§ **Exercise set**:
• A. Duplicate the passage of the Tracy Cramer article from "American politician" to "Brooks, and Salem.".
• B. Go on with the article on Tracy Cramer after its final sentence.

Member of the Oregon House of Representatives from the 22nd district
- In office January 9, 2023 – January 13, 2025
- Preceded by: Teresa Alonso Leon
- Succeeded by: Lesly Muñoz

Personal details
- Born: Gervais, Oregon, U.S.
- Party: Republican

= Tracy Cramer =

American politician

Tracy Cramer is an Oregon Republican politician. She served in the Oregon House of Representatives for District 22 from 2023 to 2025, representing parts of Marion county, including the cities of Woodburn, Gervais, Brooks, and Salem.

== Early life and career ==
Cramer was born and raised in Gervais, Oregon. She graduated from Gervais High School and worked as a dental assistant. She and her husband Jake have three children.

== Political career ==
In the 2022 Oregon House of Representatives election, Cramer defeated Democrat Anthony Medina.

In her first term in office, Cramer sponsored legislation in favor of school choice, to provide record funding for Oregon public schools, repeal Measure 110, and put tighter restrictions on the possession and use of fentynal. She also supported legislation aimed at addressing Oregon's housing shortage, including specific funding for housing for agricultural workers and victims of sexual and domestic violence.

§ **Data below**:

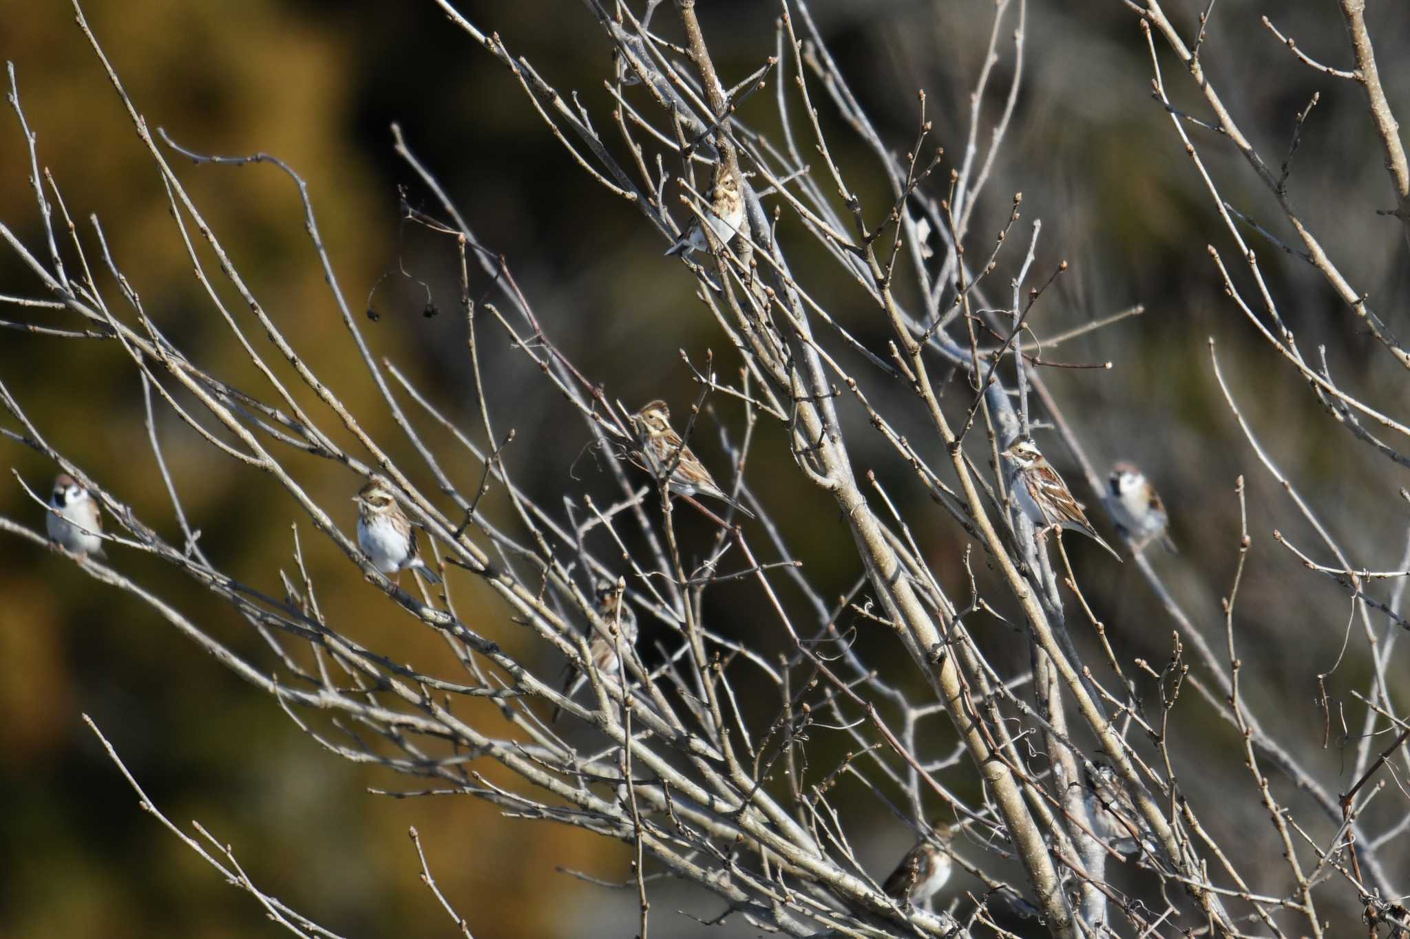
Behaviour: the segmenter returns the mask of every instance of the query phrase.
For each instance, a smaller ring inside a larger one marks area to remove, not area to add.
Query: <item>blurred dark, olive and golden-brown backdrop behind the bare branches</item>
[[[1206,336],[1217,338],[1235,394],[1272,456],[1318,507],[1354,563],[1380,569],[1399,563],[1407,517],[1394,493],[1404,484],[1403,473],[1328,421],[1224,296],[1206,245],[1232,258],[1231,241],[1169,118],[1149,97],[1149,56],[1135,17],[1115,3],[1077,6],[1029,4],[1024,89],[976,215],[973,249],[987,251],[1012,193],[1022,191],[1025,218],[1014,238],[1026,245],[1028,222],[1043,220],[1034,270],[1046,276],[1060,259],[1072,265],[1035,314],[1036,335],[1145,304],[1144,317],[1066,344],[1055,356],[1111,360],[1110,372],[1052,370],[1046,377],[1096,459],[1135,459],[1159,484],[1184,553],[1159,556],[1156,565],[1215,642],[1221,636],[1217,603],[1228,590],[1237,553],[1234,479],[1248,474],[1255,550],[1239,610],[1241,639],[1249,649],[1244,680],[1268,729],[1292,749],[1311,753],[1310,769],[1335,790],[1348,783],[1342,774],[1351,756],[1335,739],[1328,750],[1317,749],[1323,718],[1314,694],[1316,676],[1332,667],[1342,645],[1347,601],[1335,586],[1310,580],[1273,545],[1273,528],[1299,545],[1311,545],[1313,538],[1276,483],[1256,467],[1220,400]],[[1203,6],[1172,3],[1170,13],[1193,32]],[[1204,65],[1273,166],[1286,155],[1294,114],[1313,92],[1321,94],[1303,132],[1292,197],[1352,283],[1371,293],[1392,328],[1410,332],[1403,315],[1406,246],[1397,222],[1375,215],[1376,208],[1392,207],[1393,198],[1363,97],[1352,83],[1299,65],[1258,23],[1265,13],[1273,15],[1308,53],[1349,68],[1335,8],[1299,7],[1221,6],[1204,45]],[[611,51],[584,4],[479,0],[458,8],[481,28],[498,31],[513,53],[529,58],[561,92],[578,89],[606,135],[611,99],[602,79],[611,75]],[[959,159],[969,87],[983,65],[993,4],[830,0],[814,8],[883,138],[897,151],[911,146],[914,93],[924,87],[935,139],[946,146],[948,160]],[[773,53],[777,13],[773,4],[701,4],[726,84]],[[455,310],[454,252],[444,238],[399,224],[398,186],[407,186],[413,206],[429,211],[436,206],[393,155],[392,121],[402,125],[412,149],[446,184],[479,239],[508,258],[556,341],[587,374],[606,380],[612,396],[629,404],[663,396],[684,407],[695,387],[678,360],[681,348],[697,362],[713,348],[725,374],[737,367],[694,300],[694,280],[658,256],[661,237],[630,206],[587,180],[548,135],[517,82],[431,3],[144,0],[93,3],[87,15],[151,127],[165,127],[178,142],[200,152],[269,152],[303,175],[354,314],[361,314],[369,291],[399,263],[430,284],[441,310],[437,318],[422,317],[419,287],[388,277],[372,298],[381,320],[360,322],[374,352],[433,390],[462,427],[475,428],[477,417],[464,321]],[[1410,75],[1394,63],[1404,59],[1410,17],[1396,4],[1376,4],[1369,20],[1382,77],[1392,103],[1404,113]],[[678,35],[670,4],[658,10],[656,27]],[[1001,53],[986,101],[990,117],[981,121],[981,152],[1012,73],[1007,42]],[[90,259],[96,263],[96,242],[86,220],[94,213],[114,260],[168,335],[237,384],[257,387],[251,366],[233,348],[192,276],[161,180],[68,4],[0,0],[0,55],[14,62],[25,114],[38,134],[39,162],[54,172]],[[1179,106],[1204,114],[1173,62],[1166,58],[1163,65]],[[747,101],[744,120],[773,127],[771,97],[770,86],[767,94]],[[822,111],[849,182],[878,214],[888,200],[880,173],[830,107]],[[1225,198],[1287,238],[1268,193],[1232,148],[1213,134],[1196,131],[1194,137]],[[45,256],[34,194],[25,183],[27,159],[13,111],[6,110],[0,115],[0,221]],[[268,166],[231,169],[192,166],[175,155],[168,159],[290,341],[365,415],[378,439],[407,455],[364,369],[351,358],[289,180]],[[935,179],[943,180],[950,165]],[[830,272],[815,272],[809,262],[819,255],[795,222],[790,229],[787,213],[784,220],[780,237],[795,252],[795,270],[825,284],[829,308],[871,348],[884,351],[884,324],[862,291]],[[1352,390],[1387,407],[1403,403],[1403,372],[1356,328],[1321,279],[1301,262],[1266,249],[1266,242],[1253,244],[1304,351],[1325,344],[1332,374]],[[1021,260],[1019,249],[1011,251],[1001,269],[1004,280],[995,283],[1007,283]],[[209,252],[203,253],[209,260]],[[1242,289],[1251,287],[1245,275],[1235,277]],[[472,280],[477,291],[488,286],[479,273]],[[111,279],[104,273],[99,282],[117,310]],[[238,297],[224,283],[217,290],[238,318]],[[10,252],[0,252],[0,293],[42,296],[42,289]],[[47,315],[13,307],[0,313],[0,318],[48,324]],[[243,322],[250,324],[248,317]],[[72,322],[55,318],[55,325]],[[264,342],[258,329],[250,335]],[[587,435],[551,389],[522,367],[522,358],[502,342],[491,355],[486,370],[498,390],[492,407],[501,427],[520,434],[510,460],[517,459],[515,469],[530,491],[548,497],[564,486]],[[116,344],[61,344],[4,331],[0,380],[55,446],[100,474],[168,538],[178,538],[147,448],[140,386]],[[967,391],[957,383],[952,387],[946,400],[962,408]],[[914,403],[895,389],[883,387],[878,394],[890,407],[911,408],[914,414],[901,418],[901,425],[911,439],[928,439]],[[300,400],[310,397],[300,391]],[[737,428],[736,410],[722,403],[719,411]],[[963,534],[914,490],[907,467],[866,435],[863,418],[852,411],[846,417],[856,427],[857,469],[876,469],[905,510],[935,519],[916,536],[942,583],[963,593]],[[231,573],[278,593],[276,569],[290,569],[289,524],[298,521],[330,621],[374,648],[395,649],[399,660],[450,670],[444,643],[385,604],[369,604],[372,587],[337,552],[307,539],[312,528],[278,487],[220,458],[169,411],[158,418],[158,432],[202,545]],[[701,439],[702,452],[718,458],[708,442],[712,429]],[[780,505],[797,556],[823,595],[836,595],[857,574],[850,539],[836,536],[843,529],[819,493],[798,491],[777,428],[763,428],[750,483],[761,498]],[[52,466],[13,442],[0,448],[8,466],[47,491]],[[1072,473],[1066,455],[1052,449],[1053,462]],[[443,452],[457,481],[472,489],[479,467],[448,445]],[[933,443],[928,452],[940,456]],[[601,487],[602,474],[589,462],[582,460],[574,474],[587,479],[584,487]],[[774,465],[783,470],[770,472]],[[350,531],[345,496],[357,480],[313,460],[295,459],[290,466],[324,505],[345,512],[340,521]],[[1080,496],[1094,501],[1091,493]],[[41,511],[18,486],[0,487],[0,514],[42,528]],[[1094,572],[1084,586],[1098,615],[1111,624],[1118,655],[1163,662],[1172,624],[1144,586],[1132,572],[1111,570],[1073,541],[1074,562]],[[281,933],[247,895],[220,883],[138,811],[133,793],[83,728],[79,715],[85,712],[176,824],[199,819],[234,846],[258,884],[334,931],[453,935],[448,918],[417,881],[409,825],[426,836],[433,873],[479,939],[632,929],[630,895],[554,873],[564,866],[622,878],[627,856],[620,846],[561,826],[502,819],[475,800],[368,795],[369,786],[415,786],[327,753],[268,697],[202,655],[149,608],[93,584],[62,557],[10,538],[0,541],[0,556],[6,559],[0,566],[0,663],[7,666],[0,681],[0,804],[7,809],[0,825],[0,933],[202,939]],[[117,556],[127,573],[159,583],[165,597],[223,642],[252,659],[266,657],[245,624],[212,604],[204,591],[133,552]],[[546,669],[556,667],[522,635],[494,625],[503,611],[468,579],[461,581],[470,590],[468,597],[462,594],[467,618],[482,621],[489,635],[503,634],[508,648],[539,655]],[[721,628],[753,635],[749,594],[725,588],[719,595],[712,611]],[[1354,635],[1351,655],[1328,679],[1331,694],[1348,708],[1355,704],[1349,691],[1366,686],[1365,642],[1356,641]],[[783,636],[773,634],[757,642],[767,650],[785,648]],[[884,655],[887,638],[866,642]],[[1014,641],[995,634],[993,642],[1003,649]],[[1021,669],[1025,663],[1026,653],[1015,650],[1010,664]],[[759,714],[767,712],[767,702],[756,705]],[[1193,695],[1177,711],[1177,729],[1206,741],[1203,749],[1180,749],[1179,759],[1187,760],[1184,781],[1211,795],[1220,787],[1242,787],[1246,800],[1211,798],[1204,809],[1245,843],[1266,840],[1273,857],[1272,831],[1231,753],[1235,736],[1211,724],[1210,714]],[[1348,719],[1354,733],[1356,714]],[[1221,760],[1230,766],[1220,766]],[[963,776],[964,769],[957,773]],[[1282,780],[1275,786],[1286,790]],[[1280,795],[1306,812],[1296,793]],[[859,801],[857,812],[883,821],[870,802]],[[1306,812],[1306,818],[1314,831],[1330,831],[1316,814]],[[909,835],[891,821],[878,824],[876,832],[859,843],[862,856],[888,867]],[[1403,852],[1394,863],[1403,874]],[[1269,864],[1263,873],[1269,883],[1262,887],[1276,888],[1277,869]],[[668,884],[661,890],[670,900],[657,908],[670,935],[694,935],[695,926],[668,911],[719,912],[713,900],[677,897]],[[544,902],[547,897],[553,901]],[[1332,909],[1354,916],[1351,907]],[[730,935],[753,935],[743,925],[733,929]]]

§ **Responses by task**:
• A.
American politician

Tracy Cramer is an Oregon Republican politician. She served in the Oregon House of Representatives for District 22 from 2023 to 2025, representing parts of Marion county, including the cities of Woodburn, Gervais, Brooks, and Salem.

• B.
Cramer was a member of the House Education Committee, House Early Childhood and Human Services Committee, and the Education budget committee.

Cramer was vocally opposed to a move by the Oregon State Board of Education to suspend graduation standards in Oregon high schools for another four years, following the Legislature's suspension in 2021. She told the Oregon Capital Chronicle at the time: "I think the bigger issue here is that the board has continued to remove standards and has not come up with a game plan,” she said. “I think that’s why parents and Oregonians are kind of frustrated. Just because graduation rates are improving, it doesn’t mean proficiency is.”

Cramer has made her mark as one of the most anti-abortion members of the Oregon legislature. Staunchly pro-life, Cramer was a chief sponsor of HB 3420 and a regular sponsor of HB 2526 and HB 2424 in the 2023 legislative session.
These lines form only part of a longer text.